- [Work to be completed] Return the passage of the buy-to-let guide from "If you are interested" up to and including "are tax deductible)", copied word for word.

If you have ever thought about getting into the world of property investment, now would certainly be the right time to do so. As a result of the recent COVID-19 outbreak which has drastically shaken the property market, landlords are now taking advantage of extremely low-interest rates which have increased the popularity of the property market for investment. There are, however, many factors needing to be considered before investing in a buy-to-let property, including a financial plan, the location and the type of property to purchase.
If you are interested in purchasing a buy-to-let property in the near future, this blog will give you all the information you need to know to get started:
1. Understand what is involved
You may have a brief understanding of buy-to-let investment, but there is far more involved than what you may have expected. To achieve success, you’ll need to sacrifice a large proportion of time and money to this form of investment and understand that there are certain occasions when aspects simply don’t go to plan. Being a landlord means you’ll also need to follow certain legal obligations, including the likes of:
- Maintaining the property (and making the necessary repairs – some of which are tax deductible)

- [Records provided]
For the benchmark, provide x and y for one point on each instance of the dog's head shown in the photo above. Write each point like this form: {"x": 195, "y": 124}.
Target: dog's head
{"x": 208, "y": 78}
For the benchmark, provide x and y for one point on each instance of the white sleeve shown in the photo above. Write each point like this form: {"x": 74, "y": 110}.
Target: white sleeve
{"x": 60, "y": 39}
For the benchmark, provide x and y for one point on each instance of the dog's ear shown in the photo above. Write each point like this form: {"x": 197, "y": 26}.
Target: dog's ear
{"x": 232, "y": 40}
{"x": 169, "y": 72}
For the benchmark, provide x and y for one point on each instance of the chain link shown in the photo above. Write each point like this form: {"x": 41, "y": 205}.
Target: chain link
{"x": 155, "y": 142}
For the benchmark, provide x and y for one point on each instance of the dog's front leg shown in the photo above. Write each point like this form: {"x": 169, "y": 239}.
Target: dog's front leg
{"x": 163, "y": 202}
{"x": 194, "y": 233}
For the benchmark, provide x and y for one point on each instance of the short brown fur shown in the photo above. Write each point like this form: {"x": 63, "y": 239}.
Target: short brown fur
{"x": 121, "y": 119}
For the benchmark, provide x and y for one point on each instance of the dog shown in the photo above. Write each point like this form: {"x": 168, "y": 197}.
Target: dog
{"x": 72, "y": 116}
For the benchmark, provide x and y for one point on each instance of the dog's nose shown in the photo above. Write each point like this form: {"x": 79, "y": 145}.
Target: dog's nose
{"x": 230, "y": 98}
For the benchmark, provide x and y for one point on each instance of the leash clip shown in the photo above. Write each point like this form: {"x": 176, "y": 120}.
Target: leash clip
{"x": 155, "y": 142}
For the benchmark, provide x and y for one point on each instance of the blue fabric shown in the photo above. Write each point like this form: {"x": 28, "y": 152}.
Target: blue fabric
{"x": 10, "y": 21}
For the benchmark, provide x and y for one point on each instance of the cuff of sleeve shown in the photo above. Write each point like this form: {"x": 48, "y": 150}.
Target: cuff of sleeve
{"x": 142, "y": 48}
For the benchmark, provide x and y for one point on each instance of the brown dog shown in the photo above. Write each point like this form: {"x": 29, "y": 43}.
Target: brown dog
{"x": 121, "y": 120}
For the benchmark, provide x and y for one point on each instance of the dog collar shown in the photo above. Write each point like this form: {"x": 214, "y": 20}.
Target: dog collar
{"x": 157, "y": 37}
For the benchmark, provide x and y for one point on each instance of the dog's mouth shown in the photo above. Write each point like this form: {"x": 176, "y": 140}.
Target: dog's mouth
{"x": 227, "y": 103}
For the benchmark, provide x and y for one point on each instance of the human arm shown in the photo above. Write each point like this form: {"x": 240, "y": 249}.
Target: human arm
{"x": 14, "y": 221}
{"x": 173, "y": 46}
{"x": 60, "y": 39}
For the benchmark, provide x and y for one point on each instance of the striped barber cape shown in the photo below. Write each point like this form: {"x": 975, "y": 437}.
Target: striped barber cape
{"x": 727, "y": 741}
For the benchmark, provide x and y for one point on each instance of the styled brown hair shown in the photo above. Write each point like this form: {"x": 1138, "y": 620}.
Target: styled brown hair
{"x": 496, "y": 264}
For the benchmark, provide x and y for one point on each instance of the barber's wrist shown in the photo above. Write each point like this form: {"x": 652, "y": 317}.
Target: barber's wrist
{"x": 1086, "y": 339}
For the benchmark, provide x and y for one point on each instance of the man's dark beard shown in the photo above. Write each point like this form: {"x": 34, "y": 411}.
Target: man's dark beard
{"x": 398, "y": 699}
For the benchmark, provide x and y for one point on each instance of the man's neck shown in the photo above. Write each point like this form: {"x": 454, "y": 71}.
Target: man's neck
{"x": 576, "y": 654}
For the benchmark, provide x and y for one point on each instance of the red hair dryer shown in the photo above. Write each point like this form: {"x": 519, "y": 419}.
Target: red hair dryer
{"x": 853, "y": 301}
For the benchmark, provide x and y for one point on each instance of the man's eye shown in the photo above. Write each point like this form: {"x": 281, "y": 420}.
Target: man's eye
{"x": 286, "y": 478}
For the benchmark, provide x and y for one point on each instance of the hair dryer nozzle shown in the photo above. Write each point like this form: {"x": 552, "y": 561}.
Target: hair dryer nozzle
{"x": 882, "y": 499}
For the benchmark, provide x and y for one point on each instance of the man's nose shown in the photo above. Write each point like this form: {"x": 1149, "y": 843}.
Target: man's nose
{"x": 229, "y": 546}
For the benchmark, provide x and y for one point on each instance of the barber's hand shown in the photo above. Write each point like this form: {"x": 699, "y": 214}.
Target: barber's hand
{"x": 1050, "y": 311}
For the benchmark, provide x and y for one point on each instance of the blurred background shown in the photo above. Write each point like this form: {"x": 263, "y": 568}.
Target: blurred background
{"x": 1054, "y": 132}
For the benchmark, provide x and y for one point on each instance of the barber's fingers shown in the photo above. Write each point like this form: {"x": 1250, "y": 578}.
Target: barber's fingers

- [Your solution]
If you are interested in purchasing a buy-to-let property in the near future, this blog will give you all the information you need to know to get started:
1. Understand what is involved
You may have a brief understanding of buy-to-let investment, but there is far more involved than what you may have expected. To achieve success, you’ll need to sacrifice a large proportion of time and money to this form of investment and understand that there are certain occasions when aspects simply don’t go to plan. Being a landlord means you’ll also need to follow certain legal obligations, including the likes of:
- Maintaining the property (and making the necessary repairs – some of which are tax deductible)